Exercise tasks —
a: Copy the passage of the text on prehistoric glue from "Indeed, there are" to "over 300,000 years.".
b: In the text on prehistoric glue, what did people burn to obtain the tarry, sticky substance?
c: Restate in fewer words the paragraph of the text on prehistoric glue that begins "There are many reasons why living beings".
[[ Extract, beginning ]]
No, this is not the sun but it’s a drop of glue!

ANCORA: goccia di colla preistorica
ANCORA: a drop of glue

Looking at this picture quickly, at a first glance you may think this is a photo of the Sun, taken by some kind of telescope. In reality it is glue … and what a glue! This drop of dried glue photographed under a microscope bears witness to a primitive glue in a settlement of Neanderthals, who lived in Germany 300/30.000 years ago. It seems in fact, that in times past pieces of birch bark used to be burn, thus obtaining a tarry, sticky substance, which according to the researchers used to glue the pieces together to build their tools.

Indeed, there are even older natural glues because … they have been produced in nature by living beings, plants (resins!) or animals, for well over 300,000 years.

There are many reasons why living beings, both plants and animals produce sticky substances: it would be simplistic to think that the plants produce resins merely to protect themselves from the elements. There are even plants that produce adhesives for food.
[[ Extract, end ]]
[[ Provided material, beginning ]]
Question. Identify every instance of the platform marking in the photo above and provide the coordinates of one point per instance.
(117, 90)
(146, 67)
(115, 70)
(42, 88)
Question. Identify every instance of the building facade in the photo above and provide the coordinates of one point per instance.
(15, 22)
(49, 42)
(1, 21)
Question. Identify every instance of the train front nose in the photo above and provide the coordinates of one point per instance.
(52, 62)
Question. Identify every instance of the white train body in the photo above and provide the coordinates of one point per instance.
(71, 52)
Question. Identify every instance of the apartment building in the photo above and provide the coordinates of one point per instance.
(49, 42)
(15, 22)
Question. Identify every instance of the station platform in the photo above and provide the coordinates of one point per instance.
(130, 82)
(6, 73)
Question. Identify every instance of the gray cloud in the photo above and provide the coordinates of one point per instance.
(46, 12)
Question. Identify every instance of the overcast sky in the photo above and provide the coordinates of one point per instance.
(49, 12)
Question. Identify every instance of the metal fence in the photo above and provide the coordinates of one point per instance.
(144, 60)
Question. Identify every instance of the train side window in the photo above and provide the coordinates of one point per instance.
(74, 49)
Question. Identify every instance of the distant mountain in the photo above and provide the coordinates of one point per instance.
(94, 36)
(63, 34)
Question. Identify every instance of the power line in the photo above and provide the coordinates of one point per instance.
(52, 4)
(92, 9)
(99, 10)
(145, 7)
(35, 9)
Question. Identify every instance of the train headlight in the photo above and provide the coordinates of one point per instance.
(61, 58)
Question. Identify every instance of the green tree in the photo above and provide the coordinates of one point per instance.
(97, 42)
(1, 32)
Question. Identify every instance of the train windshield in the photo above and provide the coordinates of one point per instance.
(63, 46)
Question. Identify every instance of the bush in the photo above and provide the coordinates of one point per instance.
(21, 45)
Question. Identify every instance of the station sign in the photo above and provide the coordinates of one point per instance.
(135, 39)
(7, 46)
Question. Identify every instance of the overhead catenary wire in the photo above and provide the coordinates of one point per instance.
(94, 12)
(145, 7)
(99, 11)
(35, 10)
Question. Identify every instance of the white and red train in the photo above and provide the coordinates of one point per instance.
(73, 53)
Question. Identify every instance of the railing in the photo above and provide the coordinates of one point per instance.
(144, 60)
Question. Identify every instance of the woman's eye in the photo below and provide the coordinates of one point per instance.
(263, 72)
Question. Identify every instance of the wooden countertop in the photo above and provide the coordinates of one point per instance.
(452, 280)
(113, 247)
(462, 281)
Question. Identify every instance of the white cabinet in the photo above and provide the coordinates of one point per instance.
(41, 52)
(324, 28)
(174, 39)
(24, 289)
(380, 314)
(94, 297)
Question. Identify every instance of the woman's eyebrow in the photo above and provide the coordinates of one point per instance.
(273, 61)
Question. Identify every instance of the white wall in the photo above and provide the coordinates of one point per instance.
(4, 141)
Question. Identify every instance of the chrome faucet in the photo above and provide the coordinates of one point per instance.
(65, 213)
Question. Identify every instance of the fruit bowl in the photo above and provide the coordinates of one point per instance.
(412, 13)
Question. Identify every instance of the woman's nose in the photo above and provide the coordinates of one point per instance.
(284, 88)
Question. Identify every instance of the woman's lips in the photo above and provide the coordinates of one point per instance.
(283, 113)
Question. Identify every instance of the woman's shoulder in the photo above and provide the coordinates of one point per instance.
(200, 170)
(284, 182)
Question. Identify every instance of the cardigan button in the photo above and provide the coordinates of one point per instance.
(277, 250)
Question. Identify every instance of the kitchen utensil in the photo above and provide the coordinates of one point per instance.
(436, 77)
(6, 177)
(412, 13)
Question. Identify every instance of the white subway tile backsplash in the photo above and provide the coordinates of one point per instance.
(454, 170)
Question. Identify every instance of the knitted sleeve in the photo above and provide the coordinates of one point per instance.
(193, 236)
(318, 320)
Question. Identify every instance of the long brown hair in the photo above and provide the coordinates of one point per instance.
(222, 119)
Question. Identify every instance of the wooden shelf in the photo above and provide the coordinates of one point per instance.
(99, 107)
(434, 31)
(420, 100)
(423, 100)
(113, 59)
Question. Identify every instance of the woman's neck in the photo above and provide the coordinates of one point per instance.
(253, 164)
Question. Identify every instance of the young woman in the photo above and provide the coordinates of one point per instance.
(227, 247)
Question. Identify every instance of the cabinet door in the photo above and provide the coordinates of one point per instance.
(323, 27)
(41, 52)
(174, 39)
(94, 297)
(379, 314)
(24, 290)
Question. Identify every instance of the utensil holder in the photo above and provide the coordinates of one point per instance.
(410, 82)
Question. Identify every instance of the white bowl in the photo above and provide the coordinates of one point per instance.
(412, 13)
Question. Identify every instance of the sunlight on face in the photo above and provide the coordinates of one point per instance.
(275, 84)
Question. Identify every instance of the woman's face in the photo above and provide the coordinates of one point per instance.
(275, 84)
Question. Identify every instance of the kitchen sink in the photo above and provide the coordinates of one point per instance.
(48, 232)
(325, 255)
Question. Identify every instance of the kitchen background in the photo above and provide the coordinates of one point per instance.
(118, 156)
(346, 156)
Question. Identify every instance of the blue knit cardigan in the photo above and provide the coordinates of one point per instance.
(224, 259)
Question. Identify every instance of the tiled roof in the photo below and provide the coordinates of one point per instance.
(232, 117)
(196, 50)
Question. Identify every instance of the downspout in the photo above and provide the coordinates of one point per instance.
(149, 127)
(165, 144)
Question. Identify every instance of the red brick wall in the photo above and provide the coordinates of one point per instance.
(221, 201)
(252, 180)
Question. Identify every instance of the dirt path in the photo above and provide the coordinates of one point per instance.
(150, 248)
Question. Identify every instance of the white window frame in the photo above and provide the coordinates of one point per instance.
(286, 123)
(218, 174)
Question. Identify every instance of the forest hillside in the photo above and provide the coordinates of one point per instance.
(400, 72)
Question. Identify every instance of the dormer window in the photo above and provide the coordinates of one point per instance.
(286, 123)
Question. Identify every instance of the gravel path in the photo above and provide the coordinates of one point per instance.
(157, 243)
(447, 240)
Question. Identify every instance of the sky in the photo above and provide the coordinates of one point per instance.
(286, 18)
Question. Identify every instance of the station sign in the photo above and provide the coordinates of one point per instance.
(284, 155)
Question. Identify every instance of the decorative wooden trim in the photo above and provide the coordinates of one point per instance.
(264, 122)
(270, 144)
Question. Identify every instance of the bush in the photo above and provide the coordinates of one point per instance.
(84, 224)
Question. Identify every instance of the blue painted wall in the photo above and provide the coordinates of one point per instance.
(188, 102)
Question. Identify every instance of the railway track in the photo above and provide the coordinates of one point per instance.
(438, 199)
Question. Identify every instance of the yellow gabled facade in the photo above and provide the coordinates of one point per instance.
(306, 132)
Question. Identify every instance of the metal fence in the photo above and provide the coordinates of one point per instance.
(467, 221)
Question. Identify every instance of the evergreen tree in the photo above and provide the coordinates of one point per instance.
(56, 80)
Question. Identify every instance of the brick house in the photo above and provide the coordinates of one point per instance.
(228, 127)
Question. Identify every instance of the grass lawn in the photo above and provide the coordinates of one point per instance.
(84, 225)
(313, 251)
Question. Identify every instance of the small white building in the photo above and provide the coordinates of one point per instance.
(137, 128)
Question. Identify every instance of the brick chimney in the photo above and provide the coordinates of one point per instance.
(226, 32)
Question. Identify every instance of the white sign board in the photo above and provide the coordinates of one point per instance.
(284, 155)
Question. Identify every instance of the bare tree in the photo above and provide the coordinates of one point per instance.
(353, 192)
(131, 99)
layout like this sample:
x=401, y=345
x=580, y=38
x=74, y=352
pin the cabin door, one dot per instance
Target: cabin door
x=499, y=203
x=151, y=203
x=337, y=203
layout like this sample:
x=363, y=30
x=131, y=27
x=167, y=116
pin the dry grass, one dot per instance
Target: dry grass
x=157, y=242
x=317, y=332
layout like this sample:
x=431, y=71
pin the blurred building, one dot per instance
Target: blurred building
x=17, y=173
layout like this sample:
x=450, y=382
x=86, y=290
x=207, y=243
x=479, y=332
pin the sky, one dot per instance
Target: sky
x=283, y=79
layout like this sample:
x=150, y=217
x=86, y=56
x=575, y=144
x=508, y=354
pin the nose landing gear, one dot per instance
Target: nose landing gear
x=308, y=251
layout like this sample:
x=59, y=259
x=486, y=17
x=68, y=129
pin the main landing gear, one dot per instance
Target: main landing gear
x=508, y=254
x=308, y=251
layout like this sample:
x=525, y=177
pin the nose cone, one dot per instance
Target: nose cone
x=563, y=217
[[ Provided material, end ]]
Solutions to the tasks —
a:
Indeed, there are even older natural glues because … they have been produced in nature by living beings, plants (resins!) or animals, for well over 300,000 years.

b: Pieces of birch bark.

c: Plants and animals produce sticky substances for many reasons. It would be simplistic to think plants make resins only to protect themselves from the elements, and some plants even produce adhesives for food.